### [REQUIRED TASK 1]
Extract the notebook excerpt on storing and deploying the clustering function, reproducing the whole of it without any change.

### [EXCERPT PROVIDED]
┄┄┄┄┄┄

Now that we have a deployable function, we store the function details.

In [6]:
software_spec_id = client.software_specifications.get_id_by_name("default_py3.7")

In [7]:
# Store function details

meta_data = {
    client.repository.FunctionMetaNames.NAME : 'Function for Clustering Text',
    client.repository.FunctionMetaNames.TAGS : ['clustering_function_tag'],
    client.repository.FunctionMetaNames.SOFTWARE_SPEC_UID: software_spec_id

}

function_details = client.repository.store_function( meta_props=meta_data, function=run_clustering )

In [8]:
# Get function id
function_id = function_details["metadata"]["id"]

In [9]:
meta_props = {
    client.deployments.ConfigurationMetaNames.NAME: 'Clustering Deployment',
   client.deployments.ConfigurationMetaNames.TAGS : ['clustering_function_deployment_tag'],
    client.deployments.ConfigurationMetaNames.ONLINE: {}
}

# deploy the function
function_deployment_details = client.deployments.create(artifact_uid=function_id, meta_props=meta_props)

┄┄┄┄┄┄

Listing of labeled area outlines:
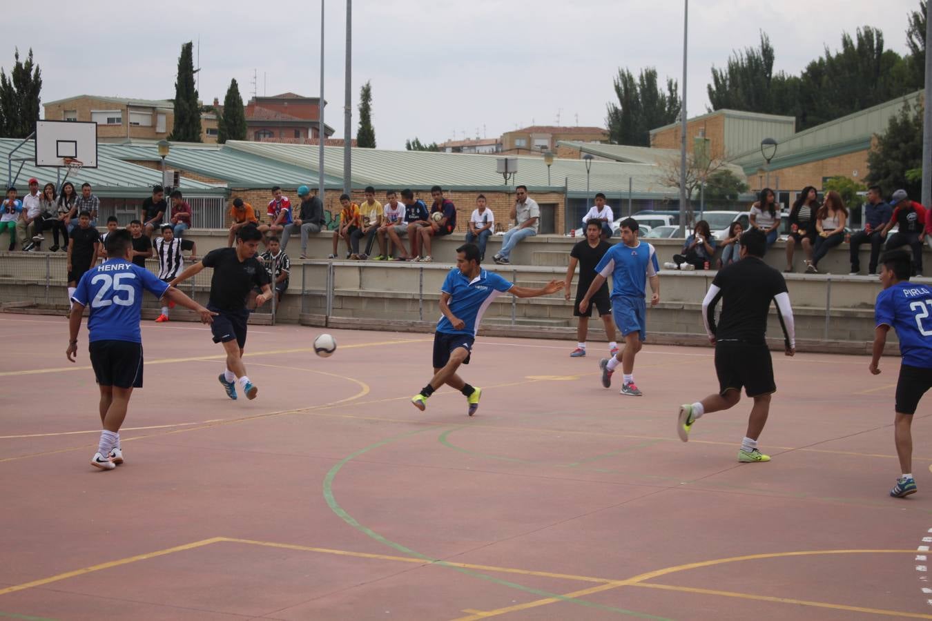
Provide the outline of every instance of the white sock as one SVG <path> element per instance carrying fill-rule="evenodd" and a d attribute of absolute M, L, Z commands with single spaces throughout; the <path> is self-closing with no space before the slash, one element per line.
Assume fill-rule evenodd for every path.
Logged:
<path fill-rule="evenodd" d="M 110 454 L 110 451 L 116 446 L 116 434 L 113 431 L 107 431 L 104 429 L 101 432 L 101 440 L 97 444 L 97 452 L 101 453 L 101 456 L 106 458 Z"/>

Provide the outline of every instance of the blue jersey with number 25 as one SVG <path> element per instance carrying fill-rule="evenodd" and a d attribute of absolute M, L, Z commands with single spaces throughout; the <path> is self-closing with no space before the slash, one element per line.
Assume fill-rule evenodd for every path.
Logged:
<path fill-rule="evenodd" d="M 932 369 L 932 290 L 902 280 L 877 295 L 877 325 L 897 331 L 903 364 Z"/>
<path fill-rule="evenodd" d="M 161 298 L 169 285 L 126 259 L 105 261 L 81 277 L 71 299 L 90 307 L 90 341 L 142 343 L 143 290 Z"/>

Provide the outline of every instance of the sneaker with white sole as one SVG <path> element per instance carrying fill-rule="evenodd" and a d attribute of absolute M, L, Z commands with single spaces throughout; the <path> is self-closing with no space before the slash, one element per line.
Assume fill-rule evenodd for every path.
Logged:
<path fill-rule="evenodd" d="M 113 470 L 116 467 L 116 465 L 110 461 L 109 458 L 104 457 L 100 452 L 94 453 L 94 458 L 90 460 L 90 465 L 95 468 L 100 468 L 102 470 Z"/>

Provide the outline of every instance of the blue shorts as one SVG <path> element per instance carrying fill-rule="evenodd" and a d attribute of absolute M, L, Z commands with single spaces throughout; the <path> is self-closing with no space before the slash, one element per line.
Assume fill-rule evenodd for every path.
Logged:
<path fill-rule="evenodd" d="M 472 334 L 450 334 L 447 332 L 435 332 L 433 335 L 433 368 L 443 369 L 450 361 L 450 354 L 454 349 L 462 347 L 469 354 L 463 364 L 469 364 L 469 359 L 473 355 L 473 342 L 475 337 Z"/>
<path fill-rule="evenodd" d="M 647 304 L 644 298 L 611 298 L 611 317 L 622 331 L 623 337 L 631 332 L 640 332 L 641 341 L 647 338 Z"/>

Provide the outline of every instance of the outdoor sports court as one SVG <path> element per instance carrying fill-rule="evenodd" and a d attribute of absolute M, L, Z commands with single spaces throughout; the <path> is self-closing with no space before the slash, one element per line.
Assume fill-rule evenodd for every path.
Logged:
<path fill-rule="evenodd" d="M 638 398 L 599 385 L 603 344 L 480 337 L 469 418 L 449 388 L 409 402 L 430 334 L 326 331 L 320 358 L 322 329 L 251 326 L 259 396 L 234 402 L 207 327 L 144 322 L 104 472 L 87 327 L 71 365 L 66 324 L 0 324 L 0 617 L 932 618 L 928 421 L 919 493 L 887 495 L 898 358 L 875 377 L 774 353 L 773 461 L 738 464 L 747 399 L 676 434 L 717 388 L 711 347 L 649 341 Z"/>

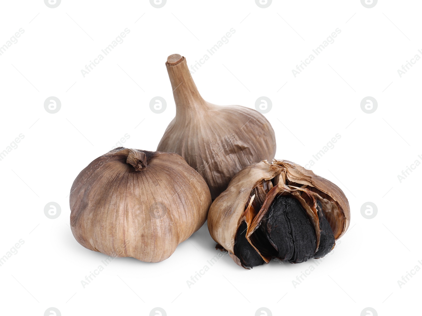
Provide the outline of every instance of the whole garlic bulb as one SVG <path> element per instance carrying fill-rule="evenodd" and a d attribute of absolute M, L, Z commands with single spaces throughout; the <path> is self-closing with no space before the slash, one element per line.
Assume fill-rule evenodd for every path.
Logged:
<path fill-rule="evenodd" d="M 202 226 L 211 203 L 205 181 L 179 155 L 119 147 L 75 180 L 70 226 L 91 250 L 158 262 Z"/>
<path fill-rule="evenodd" d="M 298 165 L 275 159 L 237 173 L 208 213 L 211 237 L 243 267 L 272 258 L 295 263 L 323 257 L 350 221 L 340 188 Z"/>
<path fill-rule="evenodd" d="M 202 98 L 178 54 L 166 62 L 176 105 L 157 150 L 177 153 L 205 179 L 214 199 L 233 176 L 253 162 L 270 161 L 276 137 L 269 122 L 258 111 L 240 105 L 220 106 Z"/>

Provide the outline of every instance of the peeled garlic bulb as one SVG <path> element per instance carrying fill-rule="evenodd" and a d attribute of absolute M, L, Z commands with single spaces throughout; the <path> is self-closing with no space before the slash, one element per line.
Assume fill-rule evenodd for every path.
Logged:
<path fill-rule="evenodd" d="M 211 204 L 204 179 L 179 155 L 119 147 L 75 180 L 70 226 L 91 250 L 158 262 L 202 226 Z"/>
<path fill-rule="evenodd" d="M 274 159 L 252 164 L 233 177 L 210 208 L 208 229 L 235 262 L 252 267 L 273 258 L 296 263 L 324 257 L 350 221 L 349 202 L 338 186 Z"/>
<path fill-rule="evenodd" d="M 183 157 L 205 179 L 213 199 L 243 168 L 253 162 L 272 160 L 275 135 L 262 114 L 240 105 L 220 106 L 204 100 L 184 57 L 171 55 L 166 66 L 176 116 L 157 151 L 175 152 Z"/>

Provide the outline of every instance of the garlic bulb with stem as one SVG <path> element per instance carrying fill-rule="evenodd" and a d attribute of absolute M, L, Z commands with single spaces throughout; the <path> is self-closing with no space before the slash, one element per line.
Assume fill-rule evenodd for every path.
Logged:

┄┄┄┄┄┄

### [REQUIRED TASK 2]
In the listing, take everything from the line containing "Provide the outline of every instance of the blue jersey" down to the line containing "161 298 L 169", both included, and rename "jersey" to "shirt" while leaving all else unchanged. Return only those lines.

### [REPLY 1]
Now that we have a deployable function, we store the function details.

In [6]:
software_spec_id = client.software_specifications.get_id_by_name("default_py3.7")

In [7]:
# Store function details

meta_data = {
    client.repository.FunctionMetaNames.NAME : 'Function for Clustering Text',
    client.repository.FunctionMetaNames.TAGS : ['clustering_function_tag'],
    client.repository.FunctionMetaNames.SOFTWARE_SPEC_UID: software_spec_id

}

function_details = client.repository.store_function( meta_props=meta_data, function=run_clustering )

In [8]:
# Get function id
function_id = function_details["metadata"]["id"]

In [9]:
meta_props = {
    client.deployments.ConfigurationMetaNames.NAME: 'Clustering Deployment',
   client.deployments.ConfigurationMetaNames.TAGS : ['clustering_function_deployment_tag'],
    client.deployments.ConfigurationMetaNames.ONLINE: {}
}

# deploy the function
function_deployment_details = client.deployments.create(artifact_uid=function_id, meta_props=meta_props)

### [REPLY 2]
Provide the outline of every instance of the blue shirt with number 25 as one SVG <path> element per instance carrying fill-rule="evenodd" and a d attribute of absolute M, L, Z commands with single spaces throughout; the <path> is self-closing with no space before the slash, one element per line.
Assume fill-rule evenodd for every path.
Logged:
<path fill-rule="evenodd" d="M 932 369 L 932 290 L 902 280 L 877 295 L 877 325 L 897 331 L 903 364 Z"/>
<path fill-rule="evenodd" d="M 161 298 L 169 285 L 126 259 L 105 261 L 81 277 L 71 299 L 90 307 L 90 341 L 142 343 L 143 290 Z"/>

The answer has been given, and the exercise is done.